PAGE EXTRACT below:
More on Brad Renfro
For some reason, the recent death of Renfro has really affected me. He hadn’t done a movie in a long time, or at least nothing of note, but I so clearly remember his debut in The Client and thinking, he really has some potential. Maybe I remember him so much because D. & I both liked his work, and watching movies, back then, was something we did in excess. And those early films were sweet, weren’t they? I think, often, of the The Cure (with little Joseph Mazzello, fresh out of Jurassic Park) and remember it as a sweet story of friendship and trail, the story of a young boy (Mazzello) infected with AIDS and his attempts to forge friendship in a country where fear and paranoia reigned. It had this nice Tom Sawyer/Huck Finn quality, particularly when the boys were rafting on the river. Then, Renfro went on to other, much darker psychological films.
I had no idea that Ian McKellen kept a blog, but his recent post on the passing of Renfro is really quite touching and beautifully written. McKellen was the very creepy “former” Nazi in Apt Pupil (trailer), a harrowing tale of a young boy’s fascination with the Third Reich and his trip deeper and deeper into the genocidal delusions of this older man. I remember thinking the movie was smart, and somewhat accurately reflected an emotional moment in the 1990s that should have us worried, that moment when past ideologies of hate and disaffection would merge with millennial frustrations, particularly in young white males, and produce another generation of youth not for peace and love, but for the culmination of Reganomics and “greed is good” anti-ethics. And those swastikas next to Renfro’s “A” on his schoolwork … just eerie and frightening … because, of course, fascism is not the province of the ignorant.
End of PAGE EXTRACT.
SOURCE DATA below:
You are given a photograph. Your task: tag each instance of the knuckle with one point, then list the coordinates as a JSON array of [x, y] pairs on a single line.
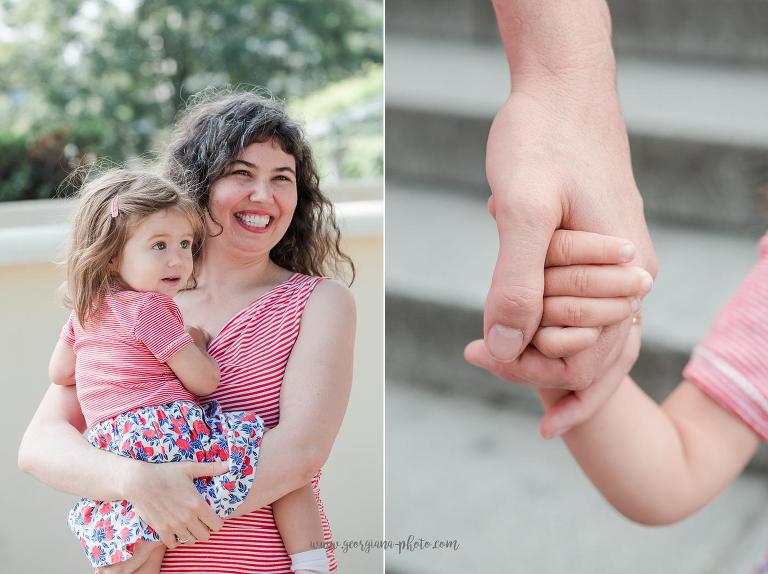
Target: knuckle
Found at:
[[580, 280], [518, 298], [564, 246], [574, 313]]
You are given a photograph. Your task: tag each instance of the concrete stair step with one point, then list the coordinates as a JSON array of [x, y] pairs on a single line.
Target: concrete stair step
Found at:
[[713, 30], [699, 134], [441, 250]]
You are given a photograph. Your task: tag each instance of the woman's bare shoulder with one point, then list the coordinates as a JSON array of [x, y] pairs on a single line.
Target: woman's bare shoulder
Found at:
[[331, 300]]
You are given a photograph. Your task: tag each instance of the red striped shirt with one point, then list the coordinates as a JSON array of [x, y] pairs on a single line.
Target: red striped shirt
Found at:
[[120, 359], [731, 363], [252, 351]]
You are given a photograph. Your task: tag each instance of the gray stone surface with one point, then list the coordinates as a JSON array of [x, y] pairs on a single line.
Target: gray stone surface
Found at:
[[699, 133], [461, 469], [715, 30]]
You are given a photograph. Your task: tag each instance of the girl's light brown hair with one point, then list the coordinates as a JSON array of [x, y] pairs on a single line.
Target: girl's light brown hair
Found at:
[[98, 237]]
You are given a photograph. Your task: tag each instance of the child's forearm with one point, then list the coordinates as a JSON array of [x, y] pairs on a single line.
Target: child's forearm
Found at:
[[659, 464], [298, 520]]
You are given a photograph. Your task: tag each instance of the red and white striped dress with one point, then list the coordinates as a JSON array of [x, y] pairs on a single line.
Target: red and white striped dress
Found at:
[[731, 363], [252, 351]]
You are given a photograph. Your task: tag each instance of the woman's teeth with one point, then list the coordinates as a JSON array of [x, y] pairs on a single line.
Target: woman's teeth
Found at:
[[253, 220]]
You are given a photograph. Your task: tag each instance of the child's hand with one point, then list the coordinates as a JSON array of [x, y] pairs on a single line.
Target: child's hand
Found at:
[[585, 290], [200, 337]]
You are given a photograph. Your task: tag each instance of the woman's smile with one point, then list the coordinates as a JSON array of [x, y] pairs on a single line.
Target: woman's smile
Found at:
[[254, 221]]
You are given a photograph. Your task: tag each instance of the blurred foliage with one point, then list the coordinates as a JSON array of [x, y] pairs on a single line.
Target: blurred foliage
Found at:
[[87, 78]]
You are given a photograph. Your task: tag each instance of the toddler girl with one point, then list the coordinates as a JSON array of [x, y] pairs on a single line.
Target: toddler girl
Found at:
[[658, 464], [138, 371]]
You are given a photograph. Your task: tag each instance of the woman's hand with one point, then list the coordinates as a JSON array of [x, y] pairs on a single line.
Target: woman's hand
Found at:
[[579, 300], [165, 497]]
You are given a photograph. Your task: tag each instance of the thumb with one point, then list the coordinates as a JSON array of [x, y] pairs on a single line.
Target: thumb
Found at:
[[515, 300], [198, 469]]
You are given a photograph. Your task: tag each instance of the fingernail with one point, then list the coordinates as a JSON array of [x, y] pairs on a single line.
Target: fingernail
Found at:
[[504, 343]]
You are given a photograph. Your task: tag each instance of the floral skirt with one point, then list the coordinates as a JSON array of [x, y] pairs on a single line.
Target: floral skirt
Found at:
[[178, 431]]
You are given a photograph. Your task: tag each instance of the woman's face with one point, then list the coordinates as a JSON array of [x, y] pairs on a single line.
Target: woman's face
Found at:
[[255, 199]]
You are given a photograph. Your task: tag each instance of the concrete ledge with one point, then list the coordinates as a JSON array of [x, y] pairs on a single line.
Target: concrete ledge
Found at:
[[37, 231]]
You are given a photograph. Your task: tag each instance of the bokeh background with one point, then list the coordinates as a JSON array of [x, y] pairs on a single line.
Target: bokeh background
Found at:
[[464, 459], [94, 80]]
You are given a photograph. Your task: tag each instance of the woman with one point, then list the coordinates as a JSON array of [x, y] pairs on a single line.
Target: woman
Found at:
[[283, 339]]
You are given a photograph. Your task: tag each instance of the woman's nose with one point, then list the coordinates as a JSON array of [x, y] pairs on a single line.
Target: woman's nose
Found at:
[[260, 192]]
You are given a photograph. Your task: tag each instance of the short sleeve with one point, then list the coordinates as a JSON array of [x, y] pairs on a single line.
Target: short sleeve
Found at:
[[160, 327], [68, 330], [731, 363]]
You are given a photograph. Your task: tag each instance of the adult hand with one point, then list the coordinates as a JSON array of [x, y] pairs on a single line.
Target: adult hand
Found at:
[[166, 499], [554, 160]]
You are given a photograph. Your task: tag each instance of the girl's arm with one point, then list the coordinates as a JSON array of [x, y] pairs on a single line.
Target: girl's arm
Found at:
[[194, 367], [659, 464], [61, 368], [313, 398]]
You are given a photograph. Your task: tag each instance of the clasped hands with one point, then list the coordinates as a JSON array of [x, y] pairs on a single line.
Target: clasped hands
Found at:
[[589, 287]]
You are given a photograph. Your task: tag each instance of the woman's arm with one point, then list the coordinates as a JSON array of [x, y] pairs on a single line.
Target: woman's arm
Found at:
[[659, 464], [54, 451], [313, 398]]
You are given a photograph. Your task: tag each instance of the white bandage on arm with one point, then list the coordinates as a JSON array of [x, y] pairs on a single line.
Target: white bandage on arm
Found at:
[[311, 560]]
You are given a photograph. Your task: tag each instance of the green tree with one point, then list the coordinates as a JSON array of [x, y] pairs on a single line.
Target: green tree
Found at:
[[120, 70]]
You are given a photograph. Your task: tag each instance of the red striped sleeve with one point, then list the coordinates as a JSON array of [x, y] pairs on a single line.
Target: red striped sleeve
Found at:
End of SOURCE DATA.
# AIM OF THE EXERCISE
Continue the blog post about Brad Renfro's death from its final sentence.

# RESULT OF THE TASK
Maybe we should have been a bit concerned, particularly as Renfro began to take on darker and darker roles. As though Apt Pupil were not enough, he followed it with Larry Clark’s dark, homo-phob-erotic Bully in 2001. Bully (trailer) disturbed me when I watched it, not least of which because of the mix of homoeroticism in these young men’s lives is always laced with a Fight Club hostility and aggression, one which seems to continue in the adolescent male movie as genre, if Alpha Dog is any indication. Bully definitely had the perfect millennial cast in Michael Pitt, Nick Stahl, and Renfro … poor little working-class white boys. Amazing how dangerous they are and no one watching …
I suppose I’ll spend some time over the next few weeks revisiting Apt Pupil and Bully; I suppose I’ll add them to the Netflix queue and my copies of both are VHS and my VCRs are in the attic and my videos are still in boxes. Maybe one or both of these movies would be useful when I teach my “Angstolescence” course … I should probably be keeping better track of texts for that course …
lorian said:
i just found out about this. i still can’t believe it.